[Labeled-object pointing entries]
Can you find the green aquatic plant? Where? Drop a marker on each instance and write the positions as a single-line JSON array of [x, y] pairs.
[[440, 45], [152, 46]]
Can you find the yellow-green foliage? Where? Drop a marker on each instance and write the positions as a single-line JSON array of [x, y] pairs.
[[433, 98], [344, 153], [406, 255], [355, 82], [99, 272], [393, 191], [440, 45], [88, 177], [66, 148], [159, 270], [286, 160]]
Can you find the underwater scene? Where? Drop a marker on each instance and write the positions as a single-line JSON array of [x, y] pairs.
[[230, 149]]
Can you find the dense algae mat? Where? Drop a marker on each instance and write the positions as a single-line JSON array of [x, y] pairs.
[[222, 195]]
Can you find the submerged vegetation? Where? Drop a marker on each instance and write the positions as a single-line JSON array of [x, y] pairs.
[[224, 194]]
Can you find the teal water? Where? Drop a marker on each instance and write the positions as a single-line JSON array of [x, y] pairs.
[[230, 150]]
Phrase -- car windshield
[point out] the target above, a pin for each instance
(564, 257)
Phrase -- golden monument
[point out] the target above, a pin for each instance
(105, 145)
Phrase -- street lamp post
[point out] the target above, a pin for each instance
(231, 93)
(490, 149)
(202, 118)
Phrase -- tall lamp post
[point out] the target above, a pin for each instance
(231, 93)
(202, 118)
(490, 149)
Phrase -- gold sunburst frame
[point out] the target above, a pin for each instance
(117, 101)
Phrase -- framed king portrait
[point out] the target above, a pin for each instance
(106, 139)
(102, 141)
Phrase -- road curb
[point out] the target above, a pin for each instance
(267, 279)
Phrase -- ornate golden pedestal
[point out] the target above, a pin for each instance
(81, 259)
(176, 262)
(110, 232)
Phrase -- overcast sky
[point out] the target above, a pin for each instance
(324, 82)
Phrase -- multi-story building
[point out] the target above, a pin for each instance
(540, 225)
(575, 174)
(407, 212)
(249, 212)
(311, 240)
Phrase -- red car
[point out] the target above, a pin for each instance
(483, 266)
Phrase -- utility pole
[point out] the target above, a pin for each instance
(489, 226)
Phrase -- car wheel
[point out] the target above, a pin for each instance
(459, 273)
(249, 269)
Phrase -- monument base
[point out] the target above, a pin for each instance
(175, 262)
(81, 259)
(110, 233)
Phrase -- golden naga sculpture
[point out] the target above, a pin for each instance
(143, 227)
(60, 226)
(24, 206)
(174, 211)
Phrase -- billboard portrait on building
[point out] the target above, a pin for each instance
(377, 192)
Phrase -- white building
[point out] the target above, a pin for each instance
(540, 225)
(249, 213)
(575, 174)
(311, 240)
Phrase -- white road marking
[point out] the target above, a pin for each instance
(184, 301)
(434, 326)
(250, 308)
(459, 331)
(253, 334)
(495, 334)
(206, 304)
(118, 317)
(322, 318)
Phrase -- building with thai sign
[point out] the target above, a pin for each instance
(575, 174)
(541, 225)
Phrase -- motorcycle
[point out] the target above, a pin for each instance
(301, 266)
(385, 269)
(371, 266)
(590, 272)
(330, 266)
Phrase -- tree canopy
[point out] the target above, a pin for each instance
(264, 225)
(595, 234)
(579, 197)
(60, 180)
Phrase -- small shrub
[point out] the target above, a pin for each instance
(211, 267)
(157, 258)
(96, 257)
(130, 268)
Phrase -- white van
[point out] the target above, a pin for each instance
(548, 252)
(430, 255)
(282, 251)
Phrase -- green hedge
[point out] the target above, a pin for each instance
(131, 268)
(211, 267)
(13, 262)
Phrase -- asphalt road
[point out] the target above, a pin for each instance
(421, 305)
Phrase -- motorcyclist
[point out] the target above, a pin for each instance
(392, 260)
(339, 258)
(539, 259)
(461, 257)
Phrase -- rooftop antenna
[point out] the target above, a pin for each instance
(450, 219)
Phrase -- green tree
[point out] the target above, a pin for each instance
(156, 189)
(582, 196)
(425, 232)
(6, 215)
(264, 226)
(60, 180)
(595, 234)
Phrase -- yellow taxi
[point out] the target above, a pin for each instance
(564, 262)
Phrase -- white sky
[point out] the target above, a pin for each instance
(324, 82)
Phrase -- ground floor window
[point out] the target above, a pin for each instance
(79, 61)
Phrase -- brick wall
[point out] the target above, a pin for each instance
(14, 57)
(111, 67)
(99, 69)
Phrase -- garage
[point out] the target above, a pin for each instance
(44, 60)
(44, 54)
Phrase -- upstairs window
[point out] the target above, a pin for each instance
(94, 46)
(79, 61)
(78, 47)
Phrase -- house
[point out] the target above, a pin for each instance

# TASK BRIEF
Copy out, word for word, every line of the entries from the line with "Phrase -- garage" through the last line of the entries, including both ends.

# ANSWER TO THE EXERCISE
Phrase -- garage
[point out] the target above, a pin for each instance
(44, 60)
(44, 54)
Phrase -- upstairs window
[point out] the target above, a pin for each instance
(94, 46)
(79, 61)
(78, 47)
Phrase -- house
[point out] the target above, a pin for each instance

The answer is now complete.